Single by Freemasons featuring Amanda Wilson

from the album Shakedown, Unmixed and Shakedown 2
- Released: 22 August 2005
- Length: 2:59
- Label: Loaded
- Songwriters: Graham Stack; John Reid; Russell Small; James Wiltshire; Leroy Bell; Casey James;
- Producer: Freemasons

Freemasons singles chronology
|  | "Love on My Mind" (2005) | "Watchin'" (2006) |

Amanda Wilson singles chronology
|  | "Love on My Mind" (2005) | "Electric Love" (2006) |

Music video
- "Love on My Mind" on YouTube

= Love on My Mind (Freemasons song) =

2005 single by Freemasons

"Love on My Mind" is a song by British dance music duo Freemasons. It was released as the first single from their debut album, Shakedown (2007), and features vocals from British singer Amanda Wilson. The song's melody and some of its lyrics sample the 1979 hit "This Time Baby" by Jackie Moore. Additionally, it includes the lyrics from the chorus of the Tina Turner song "When the Heartache Is Over".

Challenges |
a. Can you echo the whole text about the song "Love on My Mind" word for word?
b. Could you duplicate the lines of the listing below, starting with the line that contains "As a courtesy, could you identify the shirt collar" and going on through the line that contains "[364,126,430,194]", both included, and nothing else?

Input data |
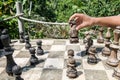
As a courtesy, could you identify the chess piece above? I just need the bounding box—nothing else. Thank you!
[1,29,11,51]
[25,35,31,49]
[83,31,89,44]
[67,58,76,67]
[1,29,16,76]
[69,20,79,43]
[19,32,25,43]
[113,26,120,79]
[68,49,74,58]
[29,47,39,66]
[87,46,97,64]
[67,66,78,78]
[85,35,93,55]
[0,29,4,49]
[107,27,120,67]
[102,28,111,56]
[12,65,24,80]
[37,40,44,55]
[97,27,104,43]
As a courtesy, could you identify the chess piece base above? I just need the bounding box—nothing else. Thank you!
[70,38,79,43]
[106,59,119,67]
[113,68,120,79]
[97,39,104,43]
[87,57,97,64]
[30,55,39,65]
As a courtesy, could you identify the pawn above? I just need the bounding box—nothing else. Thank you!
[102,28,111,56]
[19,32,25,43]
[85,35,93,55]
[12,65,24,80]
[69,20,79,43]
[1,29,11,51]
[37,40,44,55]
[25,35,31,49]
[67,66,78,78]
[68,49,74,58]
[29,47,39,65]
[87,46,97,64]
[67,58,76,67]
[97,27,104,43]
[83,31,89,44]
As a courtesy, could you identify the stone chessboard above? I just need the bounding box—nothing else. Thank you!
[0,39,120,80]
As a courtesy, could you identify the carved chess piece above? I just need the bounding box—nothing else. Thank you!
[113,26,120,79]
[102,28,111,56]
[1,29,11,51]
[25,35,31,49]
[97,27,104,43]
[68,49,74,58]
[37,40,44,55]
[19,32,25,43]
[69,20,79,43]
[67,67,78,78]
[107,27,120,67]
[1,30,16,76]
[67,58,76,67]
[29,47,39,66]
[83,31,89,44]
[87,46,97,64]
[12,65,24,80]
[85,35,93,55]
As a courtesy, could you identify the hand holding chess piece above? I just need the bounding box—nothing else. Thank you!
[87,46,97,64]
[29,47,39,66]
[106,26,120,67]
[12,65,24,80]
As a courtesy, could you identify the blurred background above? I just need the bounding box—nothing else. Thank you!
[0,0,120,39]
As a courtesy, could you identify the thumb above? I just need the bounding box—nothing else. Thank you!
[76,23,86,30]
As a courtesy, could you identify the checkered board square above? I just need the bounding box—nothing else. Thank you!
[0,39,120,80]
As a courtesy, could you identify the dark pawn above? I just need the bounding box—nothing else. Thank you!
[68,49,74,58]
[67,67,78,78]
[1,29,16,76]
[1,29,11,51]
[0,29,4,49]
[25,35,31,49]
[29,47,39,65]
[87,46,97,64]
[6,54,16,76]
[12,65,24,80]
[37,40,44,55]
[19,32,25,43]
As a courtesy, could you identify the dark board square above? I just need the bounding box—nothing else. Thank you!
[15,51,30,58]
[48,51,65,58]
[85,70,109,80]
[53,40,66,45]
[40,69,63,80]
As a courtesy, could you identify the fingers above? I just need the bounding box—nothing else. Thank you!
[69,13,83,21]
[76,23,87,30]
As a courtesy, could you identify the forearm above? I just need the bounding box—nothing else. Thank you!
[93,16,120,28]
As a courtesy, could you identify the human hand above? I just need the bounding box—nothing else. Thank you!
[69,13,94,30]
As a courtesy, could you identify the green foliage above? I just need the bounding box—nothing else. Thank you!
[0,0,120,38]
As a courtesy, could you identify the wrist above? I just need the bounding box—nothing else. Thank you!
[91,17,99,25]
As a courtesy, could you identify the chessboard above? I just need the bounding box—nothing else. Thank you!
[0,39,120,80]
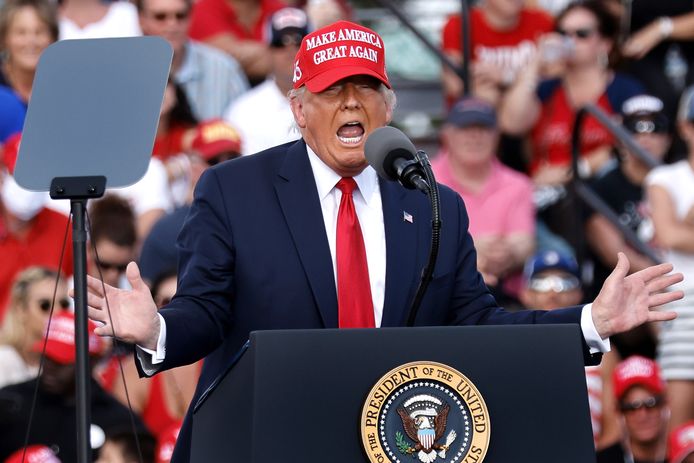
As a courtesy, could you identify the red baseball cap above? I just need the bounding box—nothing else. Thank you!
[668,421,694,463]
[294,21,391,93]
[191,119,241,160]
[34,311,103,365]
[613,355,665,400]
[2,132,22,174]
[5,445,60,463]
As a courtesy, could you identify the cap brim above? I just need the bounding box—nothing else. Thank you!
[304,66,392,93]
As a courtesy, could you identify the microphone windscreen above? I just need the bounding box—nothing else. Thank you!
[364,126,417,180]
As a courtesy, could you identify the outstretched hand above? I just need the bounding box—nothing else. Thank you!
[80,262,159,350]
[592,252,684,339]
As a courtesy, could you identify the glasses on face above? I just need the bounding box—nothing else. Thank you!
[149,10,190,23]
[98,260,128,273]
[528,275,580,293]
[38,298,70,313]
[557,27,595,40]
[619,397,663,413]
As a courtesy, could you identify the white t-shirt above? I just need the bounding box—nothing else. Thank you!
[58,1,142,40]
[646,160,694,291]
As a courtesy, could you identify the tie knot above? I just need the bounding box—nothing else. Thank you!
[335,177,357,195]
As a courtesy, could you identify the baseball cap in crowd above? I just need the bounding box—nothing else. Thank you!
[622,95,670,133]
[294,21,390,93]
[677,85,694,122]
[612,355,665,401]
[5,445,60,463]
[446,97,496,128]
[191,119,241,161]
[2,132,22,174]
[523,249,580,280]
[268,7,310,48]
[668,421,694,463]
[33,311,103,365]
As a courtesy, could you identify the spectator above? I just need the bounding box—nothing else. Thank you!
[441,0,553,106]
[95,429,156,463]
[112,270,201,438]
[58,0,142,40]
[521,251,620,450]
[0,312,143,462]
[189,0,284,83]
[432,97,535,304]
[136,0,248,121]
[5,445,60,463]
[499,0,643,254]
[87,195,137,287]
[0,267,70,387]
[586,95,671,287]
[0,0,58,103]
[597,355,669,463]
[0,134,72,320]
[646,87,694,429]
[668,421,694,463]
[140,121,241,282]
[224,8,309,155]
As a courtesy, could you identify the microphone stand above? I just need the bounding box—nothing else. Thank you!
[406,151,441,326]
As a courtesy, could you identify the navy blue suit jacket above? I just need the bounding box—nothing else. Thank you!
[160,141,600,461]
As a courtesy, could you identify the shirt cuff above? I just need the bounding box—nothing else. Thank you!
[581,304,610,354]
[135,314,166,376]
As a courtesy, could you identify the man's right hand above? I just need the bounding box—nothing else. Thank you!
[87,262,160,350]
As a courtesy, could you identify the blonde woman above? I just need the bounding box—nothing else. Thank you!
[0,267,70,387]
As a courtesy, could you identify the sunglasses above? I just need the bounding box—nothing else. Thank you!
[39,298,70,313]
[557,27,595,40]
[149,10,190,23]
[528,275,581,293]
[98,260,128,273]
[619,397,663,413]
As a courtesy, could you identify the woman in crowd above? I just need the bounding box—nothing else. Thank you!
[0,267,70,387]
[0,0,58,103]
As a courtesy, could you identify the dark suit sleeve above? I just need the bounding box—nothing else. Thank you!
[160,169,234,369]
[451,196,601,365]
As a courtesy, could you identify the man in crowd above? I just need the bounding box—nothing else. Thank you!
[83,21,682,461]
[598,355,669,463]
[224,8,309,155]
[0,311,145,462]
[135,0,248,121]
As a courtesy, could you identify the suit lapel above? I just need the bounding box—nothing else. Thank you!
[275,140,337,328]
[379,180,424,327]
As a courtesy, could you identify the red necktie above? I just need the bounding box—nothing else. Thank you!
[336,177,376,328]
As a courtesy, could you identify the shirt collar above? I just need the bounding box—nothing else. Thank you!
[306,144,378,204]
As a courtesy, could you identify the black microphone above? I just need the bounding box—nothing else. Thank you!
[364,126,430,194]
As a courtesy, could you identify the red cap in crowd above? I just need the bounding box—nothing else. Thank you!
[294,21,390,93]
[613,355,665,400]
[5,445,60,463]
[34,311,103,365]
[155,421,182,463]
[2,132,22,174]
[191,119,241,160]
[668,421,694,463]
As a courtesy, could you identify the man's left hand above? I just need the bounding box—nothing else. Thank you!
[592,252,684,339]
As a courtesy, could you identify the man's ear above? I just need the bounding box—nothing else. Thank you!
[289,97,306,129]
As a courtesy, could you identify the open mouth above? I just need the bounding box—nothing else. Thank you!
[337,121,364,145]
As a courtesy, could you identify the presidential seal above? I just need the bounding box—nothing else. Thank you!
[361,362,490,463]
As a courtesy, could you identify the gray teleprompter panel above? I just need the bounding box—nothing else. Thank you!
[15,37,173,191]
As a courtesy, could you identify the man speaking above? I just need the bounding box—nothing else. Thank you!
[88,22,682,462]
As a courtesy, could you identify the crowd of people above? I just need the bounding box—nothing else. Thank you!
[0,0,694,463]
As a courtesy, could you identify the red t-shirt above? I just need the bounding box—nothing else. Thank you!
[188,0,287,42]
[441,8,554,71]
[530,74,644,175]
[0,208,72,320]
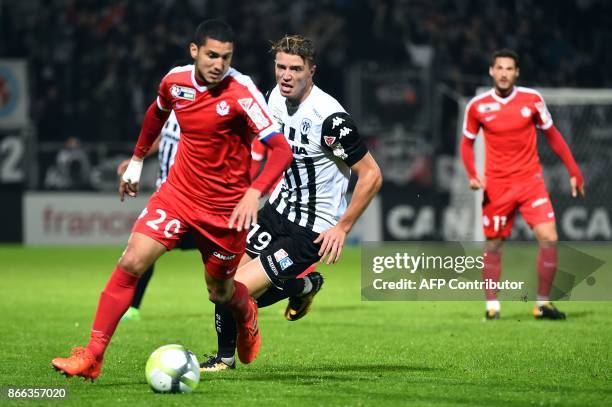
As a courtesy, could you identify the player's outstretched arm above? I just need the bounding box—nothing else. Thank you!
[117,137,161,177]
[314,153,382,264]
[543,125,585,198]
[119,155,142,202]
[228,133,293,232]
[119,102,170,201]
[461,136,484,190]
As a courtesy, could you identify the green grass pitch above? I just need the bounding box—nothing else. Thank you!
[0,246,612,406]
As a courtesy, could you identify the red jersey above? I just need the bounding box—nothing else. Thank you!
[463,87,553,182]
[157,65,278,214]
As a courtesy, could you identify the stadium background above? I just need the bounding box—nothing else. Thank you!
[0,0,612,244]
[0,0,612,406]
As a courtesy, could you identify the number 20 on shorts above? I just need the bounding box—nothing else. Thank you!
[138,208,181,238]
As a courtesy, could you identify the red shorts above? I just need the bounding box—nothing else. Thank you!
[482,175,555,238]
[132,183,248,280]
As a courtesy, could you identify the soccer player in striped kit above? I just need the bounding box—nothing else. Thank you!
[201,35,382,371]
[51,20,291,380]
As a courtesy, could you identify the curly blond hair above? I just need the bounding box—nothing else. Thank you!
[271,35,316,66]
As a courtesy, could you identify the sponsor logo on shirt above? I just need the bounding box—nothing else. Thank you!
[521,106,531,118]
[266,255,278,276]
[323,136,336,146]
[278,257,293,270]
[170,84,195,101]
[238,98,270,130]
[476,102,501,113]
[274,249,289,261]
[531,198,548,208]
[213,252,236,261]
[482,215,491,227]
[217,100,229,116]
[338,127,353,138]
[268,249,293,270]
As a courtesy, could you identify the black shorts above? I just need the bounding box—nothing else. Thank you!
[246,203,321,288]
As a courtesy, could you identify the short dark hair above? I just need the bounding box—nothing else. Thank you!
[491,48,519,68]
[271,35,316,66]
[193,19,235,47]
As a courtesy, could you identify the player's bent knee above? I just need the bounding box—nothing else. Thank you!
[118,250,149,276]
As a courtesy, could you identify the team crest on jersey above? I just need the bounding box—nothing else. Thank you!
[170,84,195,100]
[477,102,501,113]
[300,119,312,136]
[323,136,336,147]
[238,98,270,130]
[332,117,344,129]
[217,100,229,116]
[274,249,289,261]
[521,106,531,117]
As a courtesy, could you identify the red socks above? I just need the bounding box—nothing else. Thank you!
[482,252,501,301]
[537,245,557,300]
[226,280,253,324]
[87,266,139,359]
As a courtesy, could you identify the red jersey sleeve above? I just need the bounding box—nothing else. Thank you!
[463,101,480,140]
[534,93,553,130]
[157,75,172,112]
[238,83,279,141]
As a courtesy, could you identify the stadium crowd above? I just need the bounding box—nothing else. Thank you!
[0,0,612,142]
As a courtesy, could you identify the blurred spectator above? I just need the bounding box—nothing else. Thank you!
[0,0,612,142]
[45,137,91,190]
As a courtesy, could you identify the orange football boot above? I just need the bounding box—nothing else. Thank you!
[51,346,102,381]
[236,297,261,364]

Full answers |
a.
Single by Freemasons featuring Amanda Wilson

from the album Shakedown, Unmixed and Shakedown 2
- Released: 22 August 2005
- Length: 2:59
- Label: Loaded
- Songwriters: Graham Stack; John Reid; Russell Small; James Wiltshire; Leroy Bell; Casey James;
- Producer: Freemasons

Freemasons singles chronology
|  | "Love on My Mind" (2005) | "Watchin'" (2006) |

Amanda Wilson singles chronology
|  | "Love on My Mind" (2005) | "Electric Love" (2006) |

Music video
- "Love on My Mind" on YouTube

= Love on My Mind (Freemasons song) =

2005 single by Freemasons

"Love on My Mind" is a song by British dance music duo Freemasons. It was released as the first single from their debut album, Shakedown (2007), and features vocals from British singer Amanda Wilson. The song's melody and some of its lyrics sample the 1979 hit "This Time Baby" by Jackie Moore. Additionally, it includes the lyrics from the chorus of the Tina Turner song "When the Heartache Is Over".

b.
As a courtesy, could you identify the shirt collar above? I just need the bounding box—nothing else. Thank you!
[306,144,378,204]
As a courtesy, could you identify the black microphone above? I just need the bounding box—nothing else. Thank you!
[364,126,430,194]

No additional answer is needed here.